Retype the tail of the data exactly, starting at the line containing "quarter window in this photo." and stopping at the last line.

________________

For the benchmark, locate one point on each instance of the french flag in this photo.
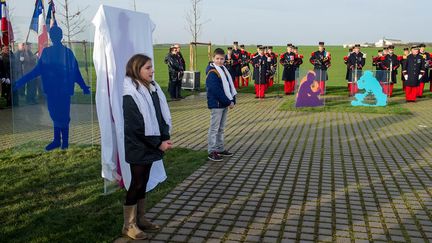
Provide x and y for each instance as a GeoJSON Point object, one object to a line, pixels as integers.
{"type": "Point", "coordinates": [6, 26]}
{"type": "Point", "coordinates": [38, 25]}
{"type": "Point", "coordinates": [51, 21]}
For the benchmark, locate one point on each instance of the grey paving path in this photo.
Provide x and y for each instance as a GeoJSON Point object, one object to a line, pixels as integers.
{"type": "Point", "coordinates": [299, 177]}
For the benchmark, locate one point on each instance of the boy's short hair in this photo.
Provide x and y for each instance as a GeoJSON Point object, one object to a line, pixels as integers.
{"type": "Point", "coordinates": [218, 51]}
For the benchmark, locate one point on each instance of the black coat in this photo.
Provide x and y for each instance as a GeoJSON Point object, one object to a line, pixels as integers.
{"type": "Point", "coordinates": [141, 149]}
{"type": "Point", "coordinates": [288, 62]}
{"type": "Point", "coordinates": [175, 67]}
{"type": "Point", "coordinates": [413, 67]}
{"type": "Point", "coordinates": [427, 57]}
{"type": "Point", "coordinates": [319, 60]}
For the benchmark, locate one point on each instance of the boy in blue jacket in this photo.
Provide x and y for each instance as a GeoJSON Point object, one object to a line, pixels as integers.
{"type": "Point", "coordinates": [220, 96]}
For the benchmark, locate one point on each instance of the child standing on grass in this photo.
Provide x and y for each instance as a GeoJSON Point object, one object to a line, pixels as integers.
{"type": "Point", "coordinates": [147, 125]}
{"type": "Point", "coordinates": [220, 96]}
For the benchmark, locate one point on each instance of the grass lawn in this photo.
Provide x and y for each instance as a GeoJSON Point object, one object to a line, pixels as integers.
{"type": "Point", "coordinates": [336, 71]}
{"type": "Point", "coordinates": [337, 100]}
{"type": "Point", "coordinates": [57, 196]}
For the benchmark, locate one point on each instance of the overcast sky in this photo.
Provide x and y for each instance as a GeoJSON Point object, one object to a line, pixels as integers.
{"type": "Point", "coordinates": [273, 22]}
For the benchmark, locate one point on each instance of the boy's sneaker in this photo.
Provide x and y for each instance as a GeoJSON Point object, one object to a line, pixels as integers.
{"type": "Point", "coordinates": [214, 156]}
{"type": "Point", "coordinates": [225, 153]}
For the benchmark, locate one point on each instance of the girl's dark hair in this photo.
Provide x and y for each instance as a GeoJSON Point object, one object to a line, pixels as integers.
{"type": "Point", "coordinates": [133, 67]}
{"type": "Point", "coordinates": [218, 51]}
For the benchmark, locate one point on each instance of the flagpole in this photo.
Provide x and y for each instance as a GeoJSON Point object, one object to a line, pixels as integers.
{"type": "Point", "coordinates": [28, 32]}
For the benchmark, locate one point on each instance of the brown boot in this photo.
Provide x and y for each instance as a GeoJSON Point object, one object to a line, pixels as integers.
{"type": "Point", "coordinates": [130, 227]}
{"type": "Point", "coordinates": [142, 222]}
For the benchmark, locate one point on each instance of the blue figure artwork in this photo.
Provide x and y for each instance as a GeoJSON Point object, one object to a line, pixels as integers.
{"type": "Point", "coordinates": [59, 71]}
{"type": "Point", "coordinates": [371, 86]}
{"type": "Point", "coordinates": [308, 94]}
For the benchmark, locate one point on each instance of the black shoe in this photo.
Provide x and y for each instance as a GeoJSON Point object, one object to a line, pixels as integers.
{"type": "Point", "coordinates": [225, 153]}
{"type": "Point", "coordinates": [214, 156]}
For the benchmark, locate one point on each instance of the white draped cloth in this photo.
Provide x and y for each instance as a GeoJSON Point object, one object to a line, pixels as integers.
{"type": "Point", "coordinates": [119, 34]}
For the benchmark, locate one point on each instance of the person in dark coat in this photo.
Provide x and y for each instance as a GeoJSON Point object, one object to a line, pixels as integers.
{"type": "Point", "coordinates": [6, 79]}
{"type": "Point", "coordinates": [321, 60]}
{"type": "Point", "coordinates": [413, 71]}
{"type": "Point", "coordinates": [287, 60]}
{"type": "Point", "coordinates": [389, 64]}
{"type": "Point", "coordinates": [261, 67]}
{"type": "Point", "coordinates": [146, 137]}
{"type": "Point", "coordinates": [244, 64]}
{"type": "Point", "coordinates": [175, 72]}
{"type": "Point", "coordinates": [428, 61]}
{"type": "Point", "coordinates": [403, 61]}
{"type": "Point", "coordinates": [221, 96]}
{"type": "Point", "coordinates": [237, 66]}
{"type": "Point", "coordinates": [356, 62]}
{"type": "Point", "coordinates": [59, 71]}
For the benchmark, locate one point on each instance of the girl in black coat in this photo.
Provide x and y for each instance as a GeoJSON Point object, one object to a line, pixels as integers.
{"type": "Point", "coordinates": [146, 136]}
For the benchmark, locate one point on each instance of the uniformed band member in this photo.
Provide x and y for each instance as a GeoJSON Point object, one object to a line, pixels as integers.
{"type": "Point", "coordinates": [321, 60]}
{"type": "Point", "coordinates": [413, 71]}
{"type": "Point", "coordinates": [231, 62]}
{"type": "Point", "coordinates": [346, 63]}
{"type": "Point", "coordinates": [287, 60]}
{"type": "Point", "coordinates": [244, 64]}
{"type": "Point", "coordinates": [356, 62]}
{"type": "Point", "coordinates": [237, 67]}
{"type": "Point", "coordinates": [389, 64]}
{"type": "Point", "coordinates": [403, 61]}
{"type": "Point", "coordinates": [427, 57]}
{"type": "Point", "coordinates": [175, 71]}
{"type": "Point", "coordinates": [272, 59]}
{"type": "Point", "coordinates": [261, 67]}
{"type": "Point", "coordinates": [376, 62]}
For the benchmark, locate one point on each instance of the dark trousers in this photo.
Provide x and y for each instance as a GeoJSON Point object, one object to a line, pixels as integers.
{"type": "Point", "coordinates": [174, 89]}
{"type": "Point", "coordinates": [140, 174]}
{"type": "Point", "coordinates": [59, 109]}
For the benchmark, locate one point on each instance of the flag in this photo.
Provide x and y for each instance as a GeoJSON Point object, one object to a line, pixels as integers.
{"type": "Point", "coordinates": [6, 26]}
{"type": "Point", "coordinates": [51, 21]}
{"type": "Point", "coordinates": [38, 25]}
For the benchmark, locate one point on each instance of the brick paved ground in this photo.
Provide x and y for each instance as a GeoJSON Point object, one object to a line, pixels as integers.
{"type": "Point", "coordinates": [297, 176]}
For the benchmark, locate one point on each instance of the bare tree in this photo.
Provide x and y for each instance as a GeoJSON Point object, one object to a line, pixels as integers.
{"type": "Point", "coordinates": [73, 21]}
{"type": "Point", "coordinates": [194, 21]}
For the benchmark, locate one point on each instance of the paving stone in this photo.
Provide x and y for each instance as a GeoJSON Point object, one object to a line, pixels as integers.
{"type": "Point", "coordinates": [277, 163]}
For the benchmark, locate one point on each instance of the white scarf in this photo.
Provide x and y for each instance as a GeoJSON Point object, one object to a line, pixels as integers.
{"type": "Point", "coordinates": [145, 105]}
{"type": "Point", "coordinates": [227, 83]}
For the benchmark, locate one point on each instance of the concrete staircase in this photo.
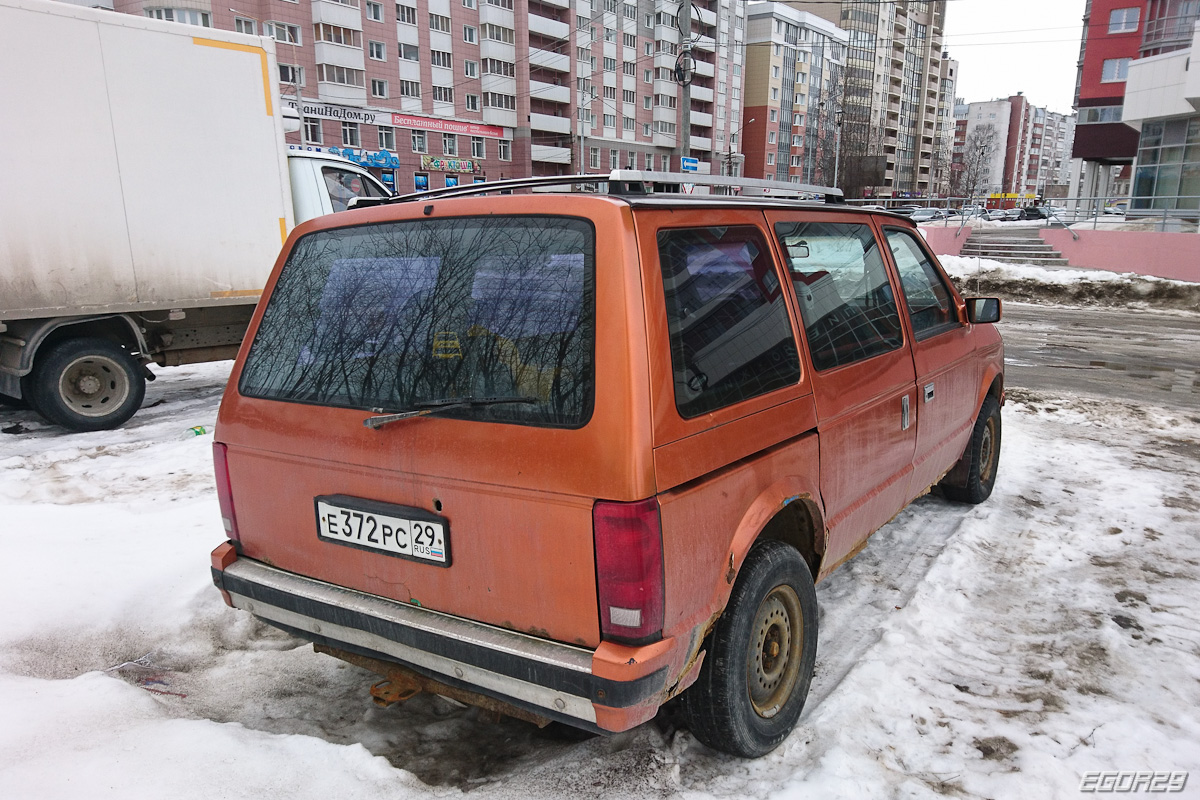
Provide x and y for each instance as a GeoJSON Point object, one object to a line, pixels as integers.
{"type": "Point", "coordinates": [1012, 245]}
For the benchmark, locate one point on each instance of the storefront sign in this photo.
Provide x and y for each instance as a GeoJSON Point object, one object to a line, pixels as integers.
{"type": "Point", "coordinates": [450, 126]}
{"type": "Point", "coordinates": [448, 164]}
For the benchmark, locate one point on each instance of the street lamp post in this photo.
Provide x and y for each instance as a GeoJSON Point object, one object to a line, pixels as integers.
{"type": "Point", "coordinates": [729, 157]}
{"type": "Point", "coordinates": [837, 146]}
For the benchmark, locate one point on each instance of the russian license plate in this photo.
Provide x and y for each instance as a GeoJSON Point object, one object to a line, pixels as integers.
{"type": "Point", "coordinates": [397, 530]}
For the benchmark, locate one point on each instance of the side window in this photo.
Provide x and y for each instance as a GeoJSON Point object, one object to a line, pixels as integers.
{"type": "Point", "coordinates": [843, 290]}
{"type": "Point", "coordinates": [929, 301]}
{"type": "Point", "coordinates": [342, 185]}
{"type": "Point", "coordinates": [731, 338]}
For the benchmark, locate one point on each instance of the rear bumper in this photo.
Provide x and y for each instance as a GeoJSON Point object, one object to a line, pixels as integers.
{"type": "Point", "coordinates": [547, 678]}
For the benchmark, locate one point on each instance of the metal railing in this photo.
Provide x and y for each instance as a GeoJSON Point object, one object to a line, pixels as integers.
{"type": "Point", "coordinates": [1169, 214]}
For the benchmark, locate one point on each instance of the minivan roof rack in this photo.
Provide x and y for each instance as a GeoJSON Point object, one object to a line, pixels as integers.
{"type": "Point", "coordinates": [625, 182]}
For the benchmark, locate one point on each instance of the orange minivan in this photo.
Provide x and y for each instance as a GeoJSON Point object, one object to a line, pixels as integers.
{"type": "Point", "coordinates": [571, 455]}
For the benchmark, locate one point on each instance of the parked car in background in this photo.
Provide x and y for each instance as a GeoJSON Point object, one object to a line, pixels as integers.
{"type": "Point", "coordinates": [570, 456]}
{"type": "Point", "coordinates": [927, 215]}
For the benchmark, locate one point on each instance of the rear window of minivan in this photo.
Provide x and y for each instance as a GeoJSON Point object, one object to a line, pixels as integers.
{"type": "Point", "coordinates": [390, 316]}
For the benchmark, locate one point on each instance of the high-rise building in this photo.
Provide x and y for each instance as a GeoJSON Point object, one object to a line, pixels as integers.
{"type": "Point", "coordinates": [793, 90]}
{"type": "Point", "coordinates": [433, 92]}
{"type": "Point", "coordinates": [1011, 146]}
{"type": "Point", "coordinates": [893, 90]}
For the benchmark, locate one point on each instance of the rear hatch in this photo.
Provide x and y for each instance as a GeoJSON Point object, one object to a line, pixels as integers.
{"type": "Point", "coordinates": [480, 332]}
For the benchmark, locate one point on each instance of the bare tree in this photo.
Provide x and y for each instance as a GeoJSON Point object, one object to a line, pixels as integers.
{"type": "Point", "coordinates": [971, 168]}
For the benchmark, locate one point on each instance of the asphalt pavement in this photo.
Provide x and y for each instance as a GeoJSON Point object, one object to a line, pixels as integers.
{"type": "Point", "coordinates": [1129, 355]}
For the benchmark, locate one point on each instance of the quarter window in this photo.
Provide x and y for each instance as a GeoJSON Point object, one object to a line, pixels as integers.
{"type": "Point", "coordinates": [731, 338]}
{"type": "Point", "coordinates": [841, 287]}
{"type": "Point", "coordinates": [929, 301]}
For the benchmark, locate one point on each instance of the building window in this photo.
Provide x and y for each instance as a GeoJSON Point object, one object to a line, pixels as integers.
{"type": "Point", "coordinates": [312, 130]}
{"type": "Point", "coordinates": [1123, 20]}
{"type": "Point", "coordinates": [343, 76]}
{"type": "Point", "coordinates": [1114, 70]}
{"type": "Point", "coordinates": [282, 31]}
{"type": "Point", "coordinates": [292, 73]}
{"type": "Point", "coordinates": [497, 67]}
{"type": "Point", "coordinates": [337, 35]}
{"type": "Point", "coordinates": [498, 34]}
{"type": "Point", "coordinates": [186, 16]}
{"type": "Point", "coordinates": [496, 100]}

________________

FINAL ANSWER:
For the benchmark, locate one point on each instance of the quarter window in this photo.
Provide x and y for each instance as a GeoJSON Point object, one object to a line, pixels as integers.
{"type": "Point", "coordinates": [731, 338]}
{"type": "Point", "coordinates": [841, 287]}
{"type": "Point", "coordinates": [929, 301]}
For the benchmark, locate one point on each instance of the building window in this photo.
Provide x and y for each instance as a GeoJSON Point object, one object to a line, pixels as integers.
{"type": "Point", "coordinates": [312, 130]}
{"type": "Point", "coordinates": [1123, 20]}
{"type": "Point", "coordinates": [343, 76]}
{"type": "Point", "coordinates": [1114, 70]}
{"type": "Point", "coordinates": [282, 31]}
{"type": "Point", "coordinates": [292, 73]}
{"type": "Point", "coordinates": [497, 67]}
{"type": "Point", "coordinates": [337, 35]}
{"type": "Point", "coordinates": [498, 34]}
{"type": "Point", "coordinates": [186, 16]}
{"type": "Point", "coordinates": [496, 100]}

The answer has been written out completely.